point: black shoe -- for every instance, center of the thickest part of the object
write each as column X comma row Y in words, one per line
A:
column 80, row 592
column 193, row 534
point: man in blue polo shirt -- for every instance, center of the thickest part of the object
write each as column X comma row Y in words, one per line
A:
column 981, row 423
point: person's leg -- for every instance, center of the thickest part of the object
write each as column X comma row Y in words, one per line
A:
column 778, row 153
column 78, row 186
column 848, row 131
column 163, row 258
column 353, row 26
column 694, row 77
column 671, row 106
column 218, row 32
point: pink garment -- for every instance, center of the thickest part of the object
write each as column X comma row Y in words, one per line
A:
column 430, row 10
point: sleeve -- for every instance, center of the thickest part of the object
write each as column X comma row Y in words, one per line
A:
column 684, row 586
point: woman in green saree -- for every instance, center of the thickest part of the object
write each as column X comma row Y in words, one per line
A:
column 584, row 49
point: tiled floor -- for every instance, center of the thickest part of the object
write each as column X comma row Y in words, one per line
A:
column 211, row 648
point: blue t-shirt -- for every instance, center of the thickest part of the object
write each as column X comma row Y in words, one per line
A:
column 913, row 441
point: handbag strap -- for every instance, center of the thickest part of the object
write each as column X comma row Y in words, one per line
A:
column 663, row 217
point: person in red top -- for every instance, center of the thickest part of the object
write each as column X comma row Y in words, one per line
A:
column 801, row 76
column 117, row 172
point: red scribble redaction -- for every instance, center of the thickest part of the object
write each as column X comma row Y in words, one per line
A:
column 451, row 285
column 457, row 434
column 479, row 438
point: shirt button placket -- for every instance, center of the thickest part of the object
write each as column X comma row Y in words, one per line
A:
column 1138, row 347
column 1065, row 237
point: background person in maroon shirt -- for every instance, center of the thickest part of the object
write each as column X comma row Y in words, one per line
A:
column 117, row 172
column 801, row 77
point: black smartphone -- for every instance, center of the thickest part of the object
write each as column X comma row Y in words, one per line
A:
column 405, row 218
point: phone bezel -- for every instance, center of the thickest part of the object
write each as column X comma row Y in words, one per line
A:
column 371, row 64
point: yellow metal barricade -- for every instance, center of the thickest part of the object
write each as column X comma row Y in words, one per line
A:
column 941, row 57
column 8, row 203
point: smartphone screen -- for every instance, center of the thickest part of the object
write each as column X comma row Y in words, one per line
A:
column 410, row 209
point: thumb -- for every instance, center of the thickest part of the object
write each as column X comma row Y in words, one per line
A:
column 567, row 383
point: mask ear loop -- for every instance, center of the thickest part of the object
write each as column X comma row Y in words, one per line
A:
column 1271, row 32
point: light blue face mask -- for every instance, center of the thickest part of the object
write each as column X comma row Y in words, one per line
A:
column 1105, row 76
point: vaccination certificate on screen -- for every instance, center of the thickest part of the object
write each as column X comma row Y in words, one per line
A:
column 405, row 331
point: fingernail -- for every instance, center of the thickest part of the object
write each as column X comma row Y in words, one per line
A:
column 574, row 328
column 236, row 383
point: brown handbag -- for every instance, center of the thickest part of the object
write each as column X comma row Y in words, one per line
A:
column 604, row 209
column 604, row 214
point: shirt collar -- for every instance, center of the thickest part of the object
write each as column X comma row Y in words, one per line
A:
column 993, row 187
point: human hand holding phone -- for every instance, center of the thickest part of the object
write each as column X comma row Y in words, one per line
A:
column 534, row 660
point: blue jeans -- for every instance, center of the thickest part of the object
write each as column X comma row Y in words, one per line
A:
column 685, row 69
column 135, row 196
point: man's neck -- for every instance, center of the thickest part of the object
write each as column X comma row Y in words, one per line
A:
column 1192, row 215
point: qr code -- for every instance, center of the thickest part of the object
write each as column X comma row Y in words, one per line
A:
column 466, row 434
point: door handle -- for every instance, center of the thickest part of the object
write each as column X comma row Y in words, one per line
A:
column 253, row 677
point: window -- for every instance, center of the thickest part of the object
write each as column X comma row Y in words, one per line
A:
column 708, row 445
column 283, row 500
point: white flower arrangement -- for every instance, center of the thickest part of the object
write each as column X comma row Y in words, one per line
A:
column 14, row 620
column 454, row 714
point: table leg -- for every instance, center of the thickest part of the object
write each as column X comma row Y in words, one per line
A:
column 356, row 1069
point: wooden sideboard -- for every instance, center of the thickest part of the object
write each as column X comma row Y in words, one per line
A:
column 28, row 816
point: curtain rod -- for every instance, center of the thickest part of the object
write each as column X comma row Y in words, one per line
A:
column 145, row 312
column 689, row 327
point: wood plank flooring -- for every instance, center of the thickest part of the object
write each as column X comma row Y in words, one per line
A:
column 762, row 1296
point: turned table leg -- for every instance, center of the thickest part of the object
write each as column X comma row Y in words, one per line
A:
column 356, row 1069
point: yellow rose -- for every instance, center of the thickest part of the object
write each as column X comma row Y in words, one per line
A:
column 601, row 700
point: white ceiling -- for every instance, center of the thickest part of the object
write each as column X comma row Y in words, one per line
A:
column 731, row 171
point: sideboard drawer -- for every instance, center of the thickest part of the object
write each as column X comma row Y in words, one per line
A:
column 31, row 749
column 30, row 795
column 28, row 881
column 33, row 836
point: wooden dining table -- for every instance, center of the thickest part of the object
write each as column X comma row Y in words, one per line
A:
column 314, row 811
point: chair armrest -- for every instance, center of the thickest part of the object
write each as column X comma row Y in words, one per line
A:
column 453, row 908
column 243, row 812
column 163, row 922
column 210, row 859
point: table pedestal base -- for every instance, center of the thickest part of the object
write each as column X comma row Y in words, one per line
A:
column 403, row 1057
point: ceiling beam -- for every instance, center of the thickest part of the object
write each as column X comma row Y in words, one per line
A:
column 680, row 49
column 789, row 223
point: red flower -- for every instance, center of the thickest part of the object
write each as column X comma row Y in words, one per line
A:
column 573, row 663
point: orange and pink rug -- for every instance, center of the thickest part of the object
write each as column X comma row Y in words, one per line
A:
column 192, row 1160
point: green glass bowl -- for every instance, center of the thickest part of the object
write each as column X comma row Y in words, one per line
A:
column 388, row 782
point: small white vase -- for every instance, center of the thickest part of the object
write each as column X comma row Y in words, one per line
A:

...

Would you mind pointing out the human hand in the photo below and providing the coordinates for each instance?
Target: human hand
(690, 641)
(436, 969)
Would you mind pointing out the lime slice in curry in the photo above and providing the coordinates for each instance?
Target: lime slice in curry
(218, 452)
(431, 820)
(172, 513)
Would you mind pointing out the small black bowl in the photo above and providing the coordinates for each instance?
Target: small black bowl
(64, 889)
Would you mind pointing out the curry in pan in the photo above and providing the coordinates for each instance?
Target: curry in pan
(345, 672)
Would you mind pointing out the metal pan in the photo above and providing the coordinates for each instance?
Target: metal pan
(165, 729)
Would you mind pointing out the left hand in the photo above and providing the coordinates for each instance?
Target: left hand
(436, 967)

...

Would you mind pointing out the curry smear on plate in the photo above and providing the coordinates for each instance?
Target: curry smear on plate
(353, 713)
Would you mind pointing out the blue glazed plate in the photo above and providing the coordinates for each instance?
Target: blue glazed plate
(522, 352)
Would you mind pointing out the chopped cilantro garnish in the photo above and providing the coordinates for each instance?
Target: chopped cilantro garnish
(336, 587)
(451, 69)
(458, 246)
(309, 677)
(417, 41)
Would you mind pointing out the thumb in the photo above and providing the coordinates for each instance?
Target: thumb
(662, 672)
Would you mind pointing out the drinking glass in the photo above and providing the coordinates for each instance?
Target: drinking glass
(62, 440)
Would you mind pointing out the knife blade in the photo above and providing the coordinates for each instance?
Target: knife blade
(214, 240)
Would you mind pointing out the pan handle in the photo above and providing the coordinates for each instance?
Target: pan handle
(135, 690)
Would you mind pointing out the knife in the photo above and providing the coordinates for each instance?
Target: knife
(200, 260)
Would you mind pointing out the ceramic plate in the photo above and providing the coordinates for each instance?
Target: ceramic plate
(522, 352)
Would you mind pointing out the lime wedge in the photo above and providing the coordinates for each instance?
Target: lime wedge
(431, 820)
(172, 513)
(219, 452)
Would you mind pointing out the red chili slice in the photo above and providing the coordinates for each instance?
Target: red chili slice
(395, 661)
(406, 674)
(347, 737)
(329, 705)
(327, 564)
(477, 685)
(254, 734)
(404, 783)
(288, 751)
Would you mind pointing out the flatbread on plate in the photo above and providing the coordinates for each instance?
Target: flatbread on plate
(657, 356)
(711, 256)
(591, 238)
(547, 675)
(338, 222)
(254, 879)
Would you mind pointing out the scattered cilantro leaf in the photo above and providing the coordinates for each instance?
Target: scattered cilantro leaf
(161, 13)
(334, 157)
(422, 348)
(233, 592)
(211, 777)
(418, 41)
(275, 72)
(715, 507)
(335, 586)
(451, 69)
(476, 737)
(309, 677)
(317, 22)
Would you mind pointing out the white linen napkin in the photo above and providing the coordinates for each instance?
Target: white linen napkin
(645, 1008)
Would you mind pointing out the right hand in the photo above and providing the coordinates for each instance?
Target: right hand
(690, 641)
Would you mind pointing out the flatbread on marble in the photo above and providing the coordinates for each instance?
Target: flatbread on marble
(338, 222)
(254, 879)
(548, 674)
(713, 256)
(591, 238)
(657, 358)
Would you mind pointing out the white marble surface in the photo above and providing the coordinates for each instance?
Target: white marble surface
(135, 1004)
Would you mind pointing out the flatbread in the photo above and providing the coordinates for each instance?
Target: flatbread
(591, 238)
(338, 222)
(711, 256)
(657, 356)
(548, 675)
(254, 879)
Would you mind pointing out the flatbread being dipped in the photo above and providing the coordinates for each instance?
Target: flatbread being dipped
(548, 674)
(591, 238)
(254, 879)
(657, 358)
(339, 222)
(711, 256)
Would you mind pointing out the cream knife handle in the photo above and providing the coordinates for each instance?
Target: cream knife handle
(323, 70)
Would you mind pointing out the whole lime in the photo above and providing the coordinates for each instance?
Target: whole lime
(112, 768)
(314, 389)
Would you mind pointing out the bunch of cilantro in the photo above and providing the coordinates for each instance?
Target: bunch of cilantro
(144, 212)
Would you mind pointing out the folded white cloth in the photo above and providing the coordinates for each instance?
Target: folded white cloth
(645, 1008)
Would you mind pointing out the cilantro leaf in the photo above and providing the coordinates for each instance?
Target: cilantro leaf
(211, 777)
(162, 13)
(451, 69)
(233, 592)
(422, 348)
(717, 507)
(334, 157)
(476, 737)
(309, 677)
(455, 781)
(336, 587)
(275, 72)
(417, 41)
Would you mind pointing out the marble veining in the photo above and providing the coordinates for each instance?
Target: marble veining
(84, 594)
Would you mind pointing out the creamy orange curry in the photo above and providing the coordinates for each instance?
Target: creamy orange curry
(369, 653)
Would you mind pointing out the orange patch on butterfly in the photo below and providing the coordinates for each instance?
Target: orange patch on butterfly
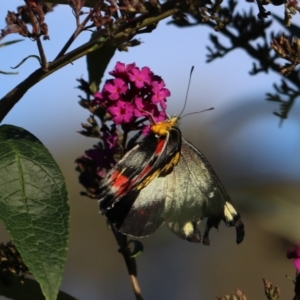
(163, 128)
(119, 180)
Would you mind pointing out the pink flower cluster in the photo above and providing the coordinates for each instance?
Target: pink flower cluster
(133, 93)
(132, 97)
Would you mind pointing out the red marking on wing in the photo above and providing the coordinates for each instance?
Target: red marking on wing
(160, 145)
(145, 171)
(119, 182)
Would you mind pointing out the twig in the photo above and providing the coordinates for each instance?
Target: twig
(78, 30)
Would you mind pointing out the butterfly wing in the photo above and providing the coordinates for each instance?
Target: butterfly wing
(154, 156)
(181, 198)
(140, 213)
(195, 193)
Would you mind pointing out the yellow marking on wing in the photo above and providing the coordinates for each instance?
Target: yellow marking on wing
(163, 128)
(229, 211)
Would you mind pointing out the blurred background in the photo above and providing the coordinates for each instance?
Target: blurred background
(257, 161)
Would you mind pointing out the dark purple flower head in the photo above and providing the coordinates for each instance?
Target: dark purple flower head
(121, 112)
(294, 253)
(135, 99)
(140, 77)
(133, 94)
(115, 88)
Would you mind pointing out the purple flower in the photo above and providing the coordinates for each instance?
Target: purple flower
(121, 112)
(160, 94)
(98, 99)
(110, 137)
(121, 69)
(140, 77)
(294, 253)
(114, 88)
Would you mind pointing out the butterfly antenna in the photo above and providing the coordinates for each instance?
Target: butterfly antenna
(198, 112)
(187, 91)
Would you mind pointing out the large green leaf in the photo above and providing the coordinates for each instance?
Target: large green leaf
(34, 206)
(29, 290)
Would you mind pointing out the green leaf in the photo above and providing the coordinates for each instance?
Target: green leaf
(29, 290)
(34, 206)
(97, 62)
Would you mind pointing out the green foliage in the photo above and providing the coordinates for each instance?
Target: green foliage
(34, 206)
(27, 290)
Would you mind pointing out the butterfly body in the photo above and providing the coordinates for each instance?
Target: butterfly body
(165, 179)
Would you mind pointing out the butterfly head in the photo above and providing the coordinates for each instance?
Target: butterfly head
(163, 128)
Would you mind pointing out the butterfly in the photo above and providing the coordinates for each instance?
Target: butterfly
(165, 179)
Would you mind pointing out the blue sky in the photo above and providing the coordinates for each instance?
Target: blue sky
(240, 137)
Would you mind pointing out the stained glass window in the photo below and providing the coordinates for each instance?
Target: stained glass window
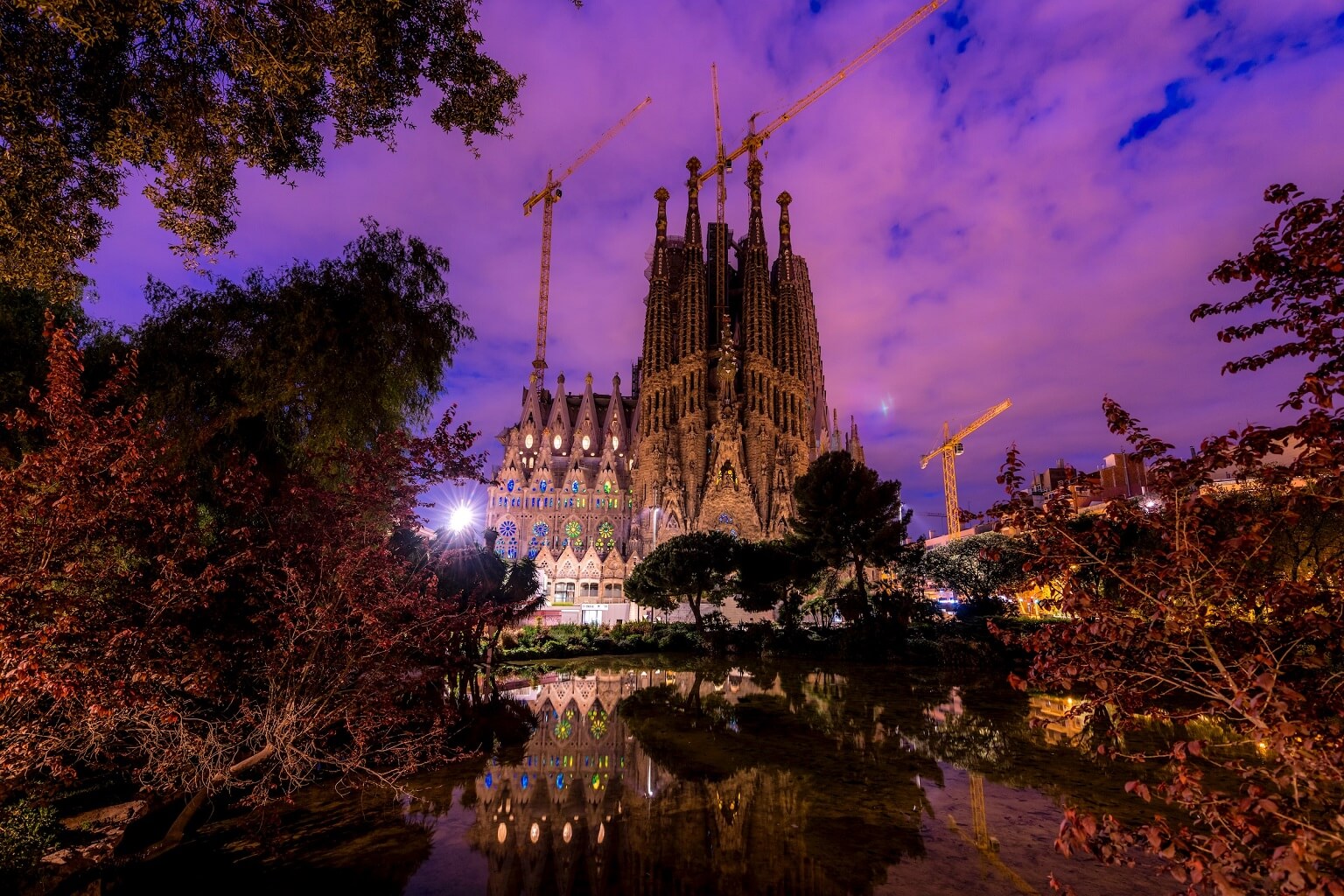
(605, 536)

§ EXERCISE PROMPT: What is the number of lines above that contain the word "ceiling"? Answer with that number only.

§ EXERCISE OUTPUT: 2